_Extract_
Two-Barrier Problems in Applied Probability: Algorithms and Analysis

Research output: ThesisDoctoral Thesis (compilation)

Abstract

This thesis consists of five papers (A-E).

In Paper A, we study transient properties of the queue length process

in various queueing settings. We focus on computing the mean and the Laplace

transform of the time required for the queue length starting at $x<n$ to reach level $n$. We use two different techniques. The first one is based on

optional stopping of the Kella-Whitt martingale and the second on more

traditional results on level crossing times of birth-death

processes. Furthermore, we try to find an equivalent to the theory of

the natural scale for diffusion processes to fit into the set-up of

(quasi) birth-death processes.

Stored items

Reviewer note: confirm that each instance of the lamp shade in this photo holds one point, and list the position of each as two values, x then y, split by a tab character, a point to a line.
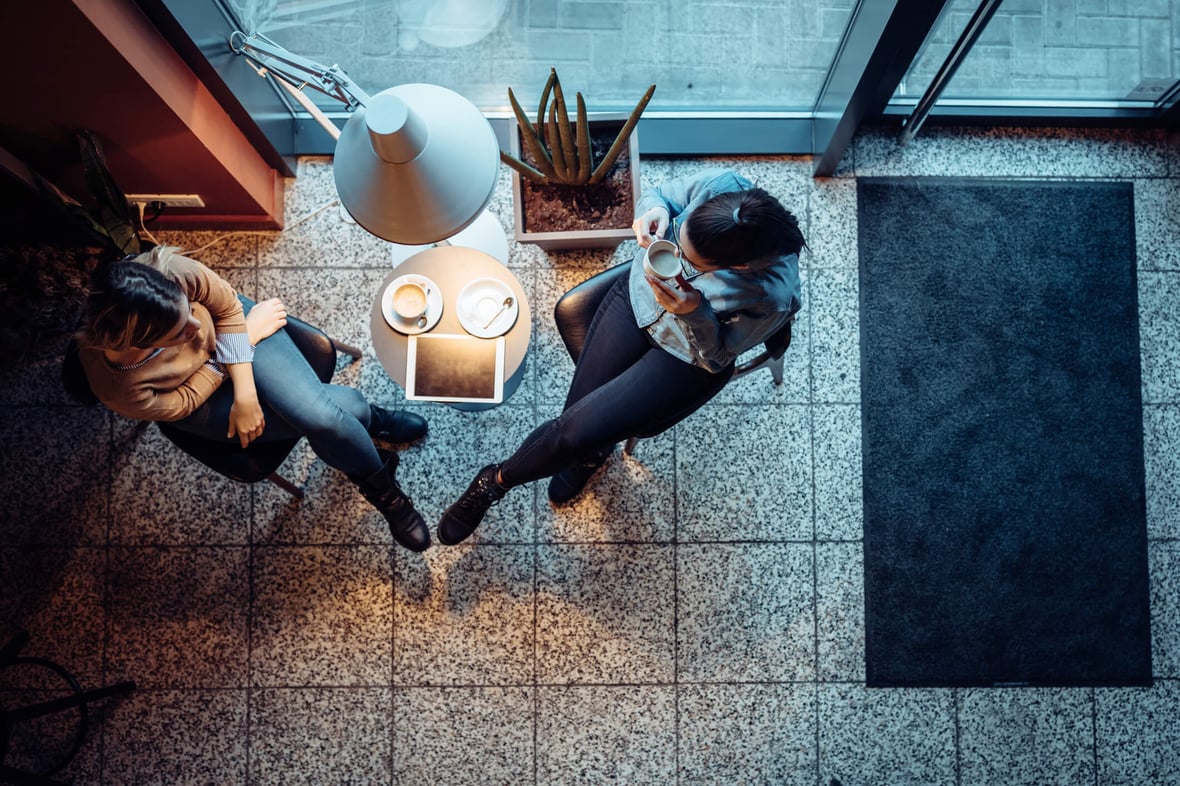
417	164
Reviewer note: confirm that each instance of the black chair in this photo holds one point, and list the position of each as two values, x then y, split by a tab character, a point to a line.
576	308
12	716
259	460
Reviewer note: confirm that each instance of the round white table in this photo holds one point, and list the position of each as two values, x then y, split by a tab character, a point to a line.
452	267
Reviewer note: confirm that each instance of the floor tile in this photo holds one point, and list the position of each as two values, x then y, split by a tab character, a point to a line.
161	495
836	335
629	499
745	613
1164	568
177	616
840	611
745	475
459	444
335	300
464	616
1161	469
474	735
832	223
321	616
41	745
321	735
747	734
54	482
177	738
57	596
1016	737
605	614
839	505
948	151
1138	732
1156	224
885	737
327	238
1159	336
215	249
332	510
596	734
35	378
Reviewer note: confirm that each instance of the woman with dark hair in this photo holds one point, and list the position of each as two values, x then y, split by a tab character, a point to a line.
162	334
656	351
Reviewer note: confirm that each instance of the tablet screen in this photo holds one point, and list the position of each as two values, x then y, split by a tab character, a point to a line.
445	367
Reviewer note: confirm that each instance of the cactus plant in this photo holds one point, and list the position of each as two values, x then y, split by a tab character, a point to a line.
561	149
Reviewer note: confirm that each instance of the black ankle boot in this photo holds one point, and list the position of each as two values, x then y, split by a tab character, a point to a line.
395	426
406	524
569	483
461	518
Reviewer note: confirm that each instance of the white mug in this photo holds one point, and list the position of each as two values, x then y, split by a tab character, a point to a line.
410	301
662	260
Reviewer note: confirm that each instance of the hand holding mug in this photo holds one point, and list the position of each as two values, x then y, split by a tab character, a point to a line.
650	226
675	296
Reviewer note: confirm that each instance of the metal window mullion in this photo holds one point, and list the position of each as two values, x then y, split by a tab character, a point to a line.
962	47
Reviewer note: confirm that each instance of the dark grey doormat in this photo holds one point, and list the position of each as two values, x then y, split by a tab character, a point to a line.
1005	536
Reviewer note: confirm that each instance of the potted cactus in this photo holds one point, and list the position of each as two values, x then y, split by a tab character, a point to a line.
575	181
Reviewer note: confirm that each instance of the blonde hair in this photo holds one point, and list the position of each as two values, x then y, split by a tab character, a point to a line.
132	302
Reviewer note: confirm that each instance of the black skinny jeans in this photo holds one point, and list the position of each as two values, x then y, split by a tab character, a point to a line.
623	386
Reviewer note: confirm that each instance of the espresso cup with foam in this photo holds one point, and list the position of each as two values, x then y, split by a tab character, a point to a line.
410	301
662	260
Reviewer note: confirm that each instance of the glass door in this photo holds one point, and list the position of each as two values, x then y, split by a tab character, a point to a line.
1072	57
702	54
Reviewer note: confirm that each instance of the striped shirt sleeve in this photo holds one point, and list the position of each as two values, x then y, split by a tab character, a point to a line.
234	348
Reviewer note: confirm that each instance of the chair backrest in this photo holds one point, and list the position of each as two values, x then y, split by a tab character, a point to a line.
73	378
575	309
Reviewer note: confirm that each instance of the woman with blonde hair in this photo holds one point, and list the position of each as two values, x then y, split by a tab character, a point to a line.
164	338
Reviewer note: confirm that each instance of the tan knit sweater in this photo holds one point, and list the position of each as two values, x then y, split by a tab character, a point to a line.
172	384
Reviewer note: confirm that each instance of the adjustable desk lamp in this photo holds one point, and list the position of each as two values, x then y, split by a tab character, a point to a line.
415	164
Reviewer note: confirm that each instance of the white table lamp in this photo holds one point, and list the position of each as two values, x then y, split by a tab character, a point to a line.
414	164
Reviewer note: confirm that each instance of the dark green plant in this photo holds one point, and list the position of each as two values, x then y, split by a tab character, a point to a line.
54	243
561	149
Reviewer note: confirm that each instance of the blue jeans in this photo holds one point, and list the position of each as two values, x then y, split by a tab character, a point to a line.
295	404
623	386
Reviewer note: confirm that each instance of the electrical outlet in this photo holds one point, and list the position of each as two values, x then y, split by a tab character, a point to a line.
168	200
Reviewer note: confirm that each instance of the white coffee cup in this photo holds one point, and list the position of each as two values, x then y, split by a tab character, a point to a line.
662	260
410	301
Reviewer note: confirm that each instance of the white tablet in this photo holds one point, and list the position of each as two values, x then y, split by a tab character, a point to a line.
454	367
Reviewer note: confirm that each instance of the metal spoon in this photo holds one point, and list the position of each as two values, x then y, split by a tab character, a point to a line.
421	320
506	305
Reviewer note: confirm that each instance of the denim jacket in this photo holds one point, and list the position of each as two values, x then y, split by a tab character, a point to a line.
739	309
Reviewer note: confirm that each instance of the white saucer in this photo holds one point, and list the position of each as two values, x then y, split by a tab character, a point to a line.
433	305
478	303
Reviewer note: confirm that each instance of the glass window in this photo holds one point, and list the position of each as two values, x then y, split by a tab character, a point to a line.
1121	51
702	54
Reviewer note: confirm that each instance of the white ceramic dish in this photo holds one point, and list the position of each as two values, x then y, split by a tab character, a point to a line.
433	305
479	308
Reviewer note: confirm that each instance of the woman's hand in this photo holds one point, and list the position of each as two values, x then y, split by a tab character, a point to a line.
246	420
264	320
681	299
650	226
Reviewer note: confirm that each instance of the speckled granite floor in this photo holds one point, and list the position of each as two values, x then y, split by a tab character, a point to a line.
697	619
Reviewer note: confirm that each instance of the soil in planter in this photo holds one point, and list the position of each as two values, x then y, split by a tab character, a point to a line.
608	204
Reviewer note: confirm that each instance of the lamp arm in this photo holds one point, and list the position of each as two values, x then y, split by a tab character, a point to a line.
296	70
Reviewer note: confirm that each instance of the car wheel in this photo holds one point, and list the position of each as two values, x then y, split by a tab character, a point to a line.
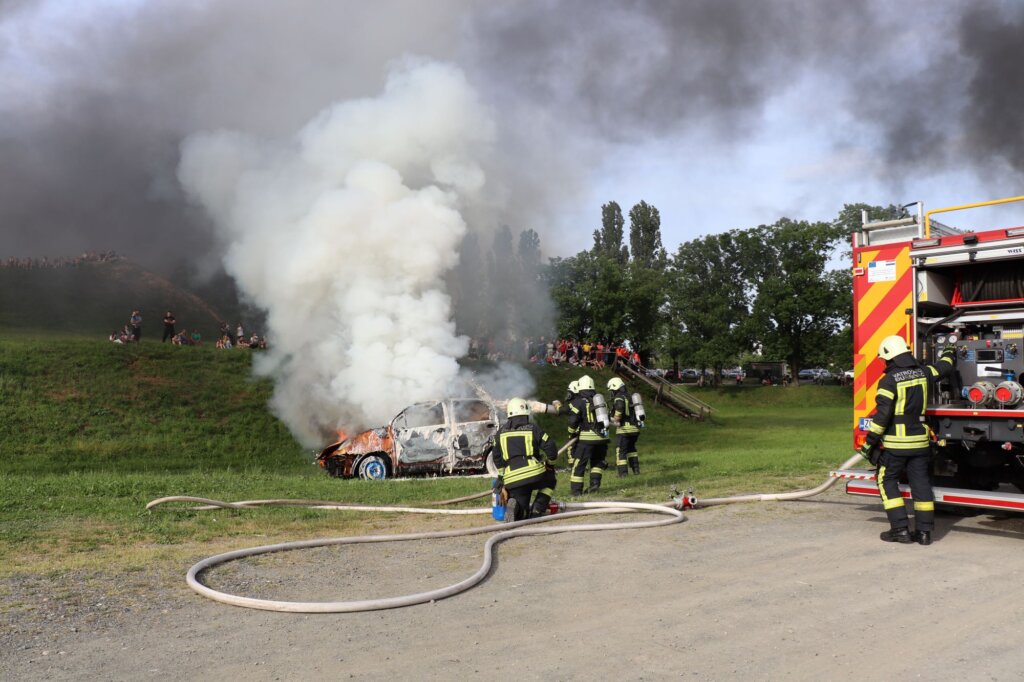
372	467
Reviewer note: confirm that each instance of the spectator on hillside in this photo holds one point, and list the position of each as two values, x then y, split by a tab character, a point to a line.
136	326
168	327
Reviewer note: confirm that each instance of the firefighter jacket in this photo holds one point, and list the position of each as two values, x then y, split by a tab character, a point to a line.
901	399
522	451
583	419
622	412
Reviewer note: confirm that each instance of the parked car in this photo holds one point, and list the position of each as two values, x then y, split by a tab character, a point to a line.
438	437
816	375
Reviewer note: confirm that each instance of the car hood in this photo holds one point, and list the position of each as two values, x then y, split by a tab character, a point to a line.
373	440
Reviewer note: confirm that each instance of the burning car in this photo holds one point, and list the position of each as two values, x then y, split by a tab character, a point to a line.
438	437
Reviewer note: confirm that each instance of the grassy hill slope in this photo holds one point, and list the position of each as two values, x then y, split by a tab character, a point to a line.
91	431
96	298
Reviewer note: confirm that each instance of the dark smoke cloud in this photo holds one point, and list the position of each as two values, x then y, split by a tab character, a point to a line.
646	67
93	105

_Directives_
1) Copy the passage of the thesis abstract that begins at the words "transform of the" and stops after "(quasi) birth-death processes.", substituting "Lévy processes" for "diffusion processes" throughout.
2) According to the thesis abstract, the optional stopping of which martingale underlies the first technique?
The stored items play no part in what you need to do here.

_Responses by task_
1)
transform of the time required for the queue length starting at $x<n$ to reach level $n$. We use two different techniques. The first one is based on

optional stopping of the Kella-Whitt martingale and the second on more

traditional results on level crossing times of birth-death

processes. Furthermore, we try to find an equivalent to the theory of

the natural scale for Lévy processes to fit into the set-up of

(quasi) birth-death processes.

2) The Kella-Whitt martingale.